» **To-do list**
(1) According to the passage on the right to effective legal counsel, which New Jersey case adopted the Strickland two-part test?
(2) Write the next part of the passage on the right to effective legal counsel, picking up after its final sentence.

» **Selected extract**
•••

Under the Sixth Amendment of the United States Constitution, a person accused of crimes is guaranteed the effective assistance of legal counsel in her defense. Strickland v. Washington, 466 U.S. 668, 686, 104 S.Ct. 2052, 2064, 80 L.Ed.2d 674, 692 (1984). To establish a deprivation of that right, a convicted defendant must satisfy the two-part test enunciated in Strickland by demonstrating that: (1) counsel's performance was deficient, and (2) the deficient performance actually prejudiced the accused's defense. Id. at 687, 104 S.Ct. at 2064, 80 L.Ed.2d at 693; see also State v. Fritz, 105 N.J. 42, 58 (1987) (adopting the Strickland two-part test in New Jersey).
The United States Supreme Court has extended these principles to the representation provided by a criminal defense attorney to an accused in connection with a plea negotiation. Lafler v. Cooper, 566 U.S. __, __, 132 S.Ct. 1376, 1384-85, 182 L.Ed.2d 398, 406-07 (2012); Missouri v. Frye, 566 U.S. __, __, 132 S.Ct. 1399, 1407-08, 182 L.Ed.2d 379, 390 (2012). In these situations, defendant must show with "reasonable probability" that the result would have been different had she received proper advice from her attorney. Lafler, supra, 566 U.S. at __, 132 S.Ct. at 1384, 182 L.Ed.2d at 406-07 (citing Strickland, supra, 466 U.S. at 694, 104 S.Ct. at 2068, 80 L.Ed.2d at 698).

•••

Entries for bounding box labeling:
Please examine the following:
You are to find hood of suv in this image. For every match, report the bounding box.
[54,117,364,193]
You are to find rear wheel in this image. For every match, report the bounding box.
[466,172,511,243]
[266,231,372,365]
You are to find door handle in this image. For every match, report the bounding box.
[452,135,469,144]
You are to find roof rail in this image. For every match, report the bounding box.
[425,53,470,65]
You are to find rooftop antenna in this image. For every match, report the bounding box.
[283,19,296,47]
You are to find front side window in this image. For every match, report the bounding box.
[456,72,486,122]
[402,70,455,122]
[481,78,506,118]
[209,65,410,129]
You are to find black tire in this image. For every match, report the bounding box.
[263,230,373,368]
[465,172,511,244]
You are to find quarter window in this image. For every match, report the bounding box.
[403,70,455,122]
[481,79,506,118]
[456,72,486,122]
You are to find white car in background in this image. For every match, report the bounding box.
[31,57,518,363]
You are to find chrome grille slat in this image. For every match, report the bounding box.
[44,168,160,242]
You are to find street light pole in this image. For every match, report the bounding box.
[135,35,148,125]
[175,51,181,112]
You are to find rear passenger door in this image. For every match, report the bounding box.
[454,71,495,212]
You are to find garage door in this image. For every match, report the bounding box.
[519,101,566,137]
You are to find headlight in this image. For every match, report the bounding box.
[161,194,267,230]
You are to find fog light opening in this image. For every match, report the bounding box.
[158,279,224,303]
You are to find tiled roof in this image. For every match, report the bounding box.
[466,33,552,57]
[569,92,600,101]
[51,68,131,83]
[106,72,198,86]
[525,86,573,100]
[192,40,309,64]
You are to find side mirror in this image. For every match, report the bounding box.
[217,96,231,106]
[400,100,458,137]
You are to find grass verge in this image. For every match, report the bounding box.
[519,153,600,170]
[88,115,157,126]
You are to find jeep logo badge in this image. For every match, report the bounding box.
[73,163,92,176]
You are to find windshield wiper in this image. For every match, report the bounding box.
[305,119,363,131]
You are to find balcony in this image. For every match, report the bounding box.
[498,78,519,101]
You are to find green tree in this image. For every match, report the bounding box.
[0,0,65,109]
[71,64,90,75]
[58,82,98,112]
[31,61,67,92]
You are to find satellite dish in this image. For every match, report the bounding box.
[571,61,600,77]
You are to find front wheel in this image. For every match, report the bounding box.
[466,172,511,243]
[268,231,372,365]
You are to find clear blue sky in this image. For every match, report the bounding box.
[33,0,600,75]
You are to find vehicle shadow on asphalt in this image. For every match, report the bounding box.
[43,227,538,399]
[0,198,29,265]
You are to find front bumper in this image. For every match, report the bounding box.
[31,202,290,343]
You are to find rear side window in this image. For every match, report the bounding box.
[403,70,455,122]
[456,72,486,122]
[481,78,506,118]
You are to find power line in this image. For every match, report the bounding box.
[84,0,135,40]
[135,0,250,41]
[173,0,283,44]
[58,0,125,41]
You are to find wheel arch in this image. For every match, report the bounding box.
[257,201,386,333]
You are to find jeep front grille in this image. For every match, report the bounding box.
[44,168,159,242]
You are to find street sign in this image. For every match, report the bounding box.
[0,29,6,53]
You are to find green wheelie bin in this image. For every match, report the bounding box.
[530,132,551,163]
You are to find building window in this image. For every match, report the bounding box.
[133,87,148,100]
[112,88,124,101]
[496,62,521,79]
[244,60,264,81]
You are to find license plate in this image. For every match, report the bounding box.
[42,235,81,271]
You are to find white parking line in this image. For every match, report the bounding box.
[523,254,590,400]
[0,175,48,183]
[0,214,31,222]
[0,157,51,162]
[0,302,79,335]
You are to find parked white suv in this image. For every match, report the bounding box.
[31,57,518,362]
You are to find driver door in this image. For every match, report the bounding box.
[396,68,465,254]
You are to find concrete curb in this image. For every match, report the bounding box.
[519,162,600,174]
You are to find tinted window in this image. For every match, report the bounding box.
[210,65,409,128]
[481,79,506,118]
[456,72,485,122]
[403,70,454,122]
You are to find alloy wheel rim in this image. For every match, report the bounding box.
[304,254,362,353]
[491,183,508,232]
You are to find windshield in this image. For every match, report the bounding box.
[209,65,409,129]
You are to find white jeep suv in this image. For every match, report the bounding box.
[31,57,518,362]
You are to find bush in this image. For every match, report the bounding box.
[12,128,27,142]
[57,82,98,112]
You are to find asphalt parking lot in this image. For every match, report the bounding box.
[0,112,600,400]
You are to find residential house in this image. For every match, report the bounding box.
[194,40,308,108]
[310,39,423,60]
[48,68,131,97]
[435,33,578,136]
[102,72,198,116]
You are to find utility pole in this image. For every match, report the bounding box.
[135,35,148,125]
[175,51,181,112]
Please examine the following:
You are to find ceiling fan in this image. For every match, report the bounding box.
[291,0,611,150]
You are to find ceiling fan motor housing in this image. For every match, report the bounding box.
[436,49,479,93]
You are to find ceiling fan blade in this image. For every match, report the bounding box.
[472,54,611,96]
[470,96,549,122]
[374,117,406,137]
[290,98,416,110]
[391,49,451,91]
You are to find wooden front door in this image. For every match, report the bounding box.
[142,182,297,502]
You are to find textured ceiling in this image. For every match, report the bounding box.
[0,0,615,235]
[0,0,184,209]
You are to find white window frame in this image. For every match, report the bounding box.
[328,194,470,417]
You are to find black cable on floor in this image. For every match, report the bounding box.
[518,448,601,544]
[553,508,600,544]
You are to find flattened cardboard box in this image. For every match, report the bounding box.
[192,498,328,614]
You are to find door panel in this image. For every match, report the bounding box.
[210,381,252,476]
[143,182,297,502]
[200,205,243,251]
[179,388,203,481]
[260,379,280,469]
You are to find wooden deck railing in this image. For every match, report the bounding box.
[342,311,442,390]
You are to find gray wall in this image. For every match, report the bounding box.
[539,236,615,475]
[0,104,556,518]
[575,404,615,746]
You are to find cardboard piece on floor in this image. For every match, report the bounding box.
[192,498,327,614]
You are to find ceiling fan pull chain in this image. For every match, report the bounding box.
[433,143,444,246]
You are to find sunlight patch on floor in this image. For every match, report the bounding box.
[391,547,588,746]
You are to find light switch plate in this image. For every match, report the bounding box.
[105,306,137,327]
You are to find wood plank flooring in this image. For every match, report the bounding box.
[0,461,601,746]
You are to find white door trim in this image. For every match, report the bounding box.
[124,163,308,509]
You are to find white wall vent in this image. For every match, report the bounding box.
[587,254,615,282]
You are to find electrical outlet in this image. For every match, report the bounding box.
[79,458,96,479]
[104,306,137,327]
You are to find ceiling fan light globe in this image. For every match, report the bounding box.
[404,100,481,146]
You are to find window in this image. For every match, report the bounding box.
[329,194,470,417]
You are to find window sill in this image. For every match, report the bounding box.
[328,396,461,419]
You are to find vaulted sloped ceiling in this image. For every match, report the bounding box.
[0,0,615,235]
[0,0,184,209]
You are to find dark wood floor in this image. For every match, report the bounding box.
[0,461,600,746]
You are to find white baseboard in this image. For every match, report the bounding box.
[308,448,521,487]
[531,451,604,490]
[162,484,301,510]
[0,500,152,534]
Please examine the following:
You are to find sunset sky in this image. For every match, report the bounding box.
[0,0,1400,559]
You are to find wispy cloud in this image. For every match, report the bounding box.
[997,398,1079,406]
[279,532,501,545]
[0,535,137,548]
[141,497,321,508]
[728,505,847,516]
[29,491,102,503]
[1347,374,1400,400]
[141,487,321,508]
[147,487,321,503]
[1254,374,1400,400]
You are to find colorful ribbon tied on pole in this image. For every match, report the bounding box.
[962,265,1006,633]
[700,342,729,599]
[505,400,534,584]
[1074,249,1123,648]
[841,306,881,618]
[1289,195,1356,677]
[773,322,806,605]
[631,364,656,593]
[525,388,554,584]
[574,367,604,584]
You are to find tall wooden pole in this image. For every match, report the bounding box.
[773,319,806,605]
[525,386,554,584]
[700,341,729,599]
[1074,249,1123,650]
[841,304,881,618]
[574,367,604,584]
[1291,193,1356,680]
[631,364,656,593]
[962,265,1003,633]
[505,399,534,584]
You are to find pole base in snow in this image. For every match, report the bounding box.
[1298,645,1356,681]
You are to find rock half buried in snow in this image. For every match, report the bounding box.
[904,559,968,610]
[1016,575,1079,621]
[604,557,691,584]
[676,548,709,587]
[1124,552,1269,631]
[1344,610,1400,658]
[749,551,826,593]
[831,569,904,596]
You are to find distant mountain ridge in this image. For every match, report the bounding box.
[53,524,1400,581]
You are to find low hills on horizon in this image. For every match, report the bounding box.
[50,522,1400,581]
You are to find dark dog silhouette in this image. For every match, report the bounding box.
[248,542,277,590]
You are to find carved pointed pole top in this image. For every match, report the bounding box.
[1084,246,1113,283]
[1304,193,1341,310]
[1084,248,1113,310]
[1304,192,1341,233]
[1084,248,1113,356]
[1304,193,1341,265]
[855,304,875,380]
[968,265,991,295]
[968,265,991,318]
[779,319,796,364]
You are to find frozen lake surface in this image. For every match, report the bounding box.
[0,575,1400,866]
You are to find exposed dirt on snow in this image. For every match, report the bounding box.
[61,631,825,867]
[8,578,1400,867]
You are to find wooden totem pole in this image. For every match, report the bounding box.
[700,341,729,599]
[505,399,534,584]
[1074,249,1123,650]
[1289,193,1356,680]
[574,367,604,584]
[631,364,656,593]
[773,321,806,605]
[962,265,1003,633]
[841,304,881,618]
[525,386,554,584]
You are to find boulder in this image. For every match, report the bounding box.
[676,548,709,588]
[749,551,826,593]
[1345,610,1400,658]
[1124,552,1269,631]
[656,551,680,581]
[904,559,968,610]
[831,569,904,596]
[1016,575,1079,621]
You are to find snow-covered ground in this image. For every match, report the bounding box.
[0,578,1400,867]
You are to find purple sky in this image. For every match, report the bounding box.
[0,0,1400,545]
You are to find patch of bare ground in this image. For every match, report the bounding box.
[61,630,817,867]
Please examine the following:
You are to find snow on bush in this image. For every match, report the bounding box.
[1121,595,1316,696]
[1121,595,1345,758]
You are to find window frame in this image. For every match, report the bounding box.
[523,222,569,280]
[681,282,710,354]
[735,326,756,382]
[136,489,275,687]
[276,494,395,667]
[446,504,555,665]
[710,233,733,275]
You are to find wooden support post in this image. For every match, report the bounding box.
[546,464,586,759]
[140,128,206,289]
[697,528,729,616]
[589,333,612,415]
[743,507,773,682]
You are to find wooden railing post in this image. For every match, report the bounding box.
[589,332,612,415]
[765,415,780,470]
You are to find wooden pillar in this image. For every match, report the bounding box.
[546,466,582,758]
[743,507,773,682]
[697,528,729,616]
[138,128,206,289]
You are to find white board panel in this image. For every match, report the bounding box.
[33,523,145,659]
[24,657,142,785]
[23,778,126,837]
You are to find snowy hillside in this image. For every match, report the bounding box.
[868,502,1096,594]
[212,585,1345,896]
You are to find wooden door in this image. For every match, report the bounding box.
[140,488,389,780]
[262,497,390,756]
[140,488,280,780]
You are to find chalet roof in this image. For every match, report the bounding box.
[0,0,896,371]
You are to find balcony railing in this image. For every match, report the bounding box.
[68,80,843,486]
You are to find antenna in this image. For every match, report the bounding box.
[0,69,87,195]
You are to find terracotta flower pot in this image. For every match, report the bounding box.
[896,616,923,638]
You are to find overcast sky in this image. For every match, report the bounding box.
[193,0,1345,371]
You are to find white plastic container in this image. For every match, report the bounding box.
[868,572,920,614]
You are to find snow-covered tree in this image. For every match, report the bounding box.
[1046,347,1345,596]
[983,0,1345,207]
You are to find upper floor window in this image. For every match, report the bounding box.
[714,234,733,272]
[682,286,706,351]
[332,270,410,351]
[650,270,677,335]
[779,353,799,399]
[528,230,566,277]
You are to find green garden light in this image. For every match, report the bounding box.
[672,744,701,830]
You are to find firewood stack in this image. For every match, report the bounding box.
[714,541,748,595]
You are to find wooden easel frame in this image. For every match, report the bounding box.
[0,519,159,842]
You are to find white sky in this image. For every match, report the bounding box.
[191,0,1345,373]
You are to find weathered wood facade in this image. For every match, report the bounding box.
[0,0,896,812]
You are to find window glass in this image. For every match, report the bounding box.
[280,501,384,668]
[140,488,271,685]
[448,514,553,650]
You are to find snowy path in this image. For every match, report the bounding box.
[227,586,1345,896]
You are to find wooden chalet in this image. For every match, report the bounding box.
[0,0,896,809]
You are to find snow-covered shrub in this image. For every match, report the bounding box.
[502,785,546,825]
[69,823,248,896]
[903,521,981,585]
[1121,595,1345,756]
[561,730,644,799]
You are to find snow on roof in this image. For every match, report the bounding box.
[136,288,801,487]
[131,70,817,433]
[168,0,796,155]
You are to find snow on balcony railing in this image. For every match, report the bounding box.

•••

» **Expected results**
(1) State v. Fritz, 105 N.J. 42, 58 (1987).

(2)
Turning initially to the second prong of Strickland, we note that the State does not seem to quarrel with defendant's claim that she was "actually prejudiced" by the withdrawal of her guilty plea to N.J.S.A. 39:3-40. It is readily apparent, as a matter of law, that if her plea to that lesser-included offense had not been withdrawn, she would have been protected under the Double Jeopardy Clause from prosecution for the fourth-degree crime. See Dively, supra, 92 N.J. at 585-86 (analogously concluding that a defendant's conviction of the lesser-included Title 39 offense of reckless driving barred his subsequent prosecution under Title 2C for death by auto arising out of the same conduct).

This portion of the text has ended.